What you will do: Nothing in the records may be altered; repeat them exactly.

Data records:
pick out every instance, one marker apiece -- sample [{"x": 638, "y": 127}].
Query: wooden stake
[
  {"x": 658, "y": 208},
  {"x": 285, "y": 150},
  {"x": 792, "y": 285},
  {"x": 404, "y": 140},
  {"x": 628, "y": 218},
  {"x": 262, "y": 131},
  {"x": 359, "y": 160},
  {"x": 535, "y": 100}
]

Answer to this task:
pick out every instance, one marker apiece -- sample [{"x": 638, "y": 127}].
Query: wooden stake
[
  {"x": 658, "y": 208},
  {"x": 285, "y": 150},
  {"x": 792, "y": 285},
  {"x": 404, "y": 140},
  {"x": 628, "y": 218},
  {"x": 262, "y": 131},
  {"x": 359, "y": 160},
  {"x": 535, "y": 100}
]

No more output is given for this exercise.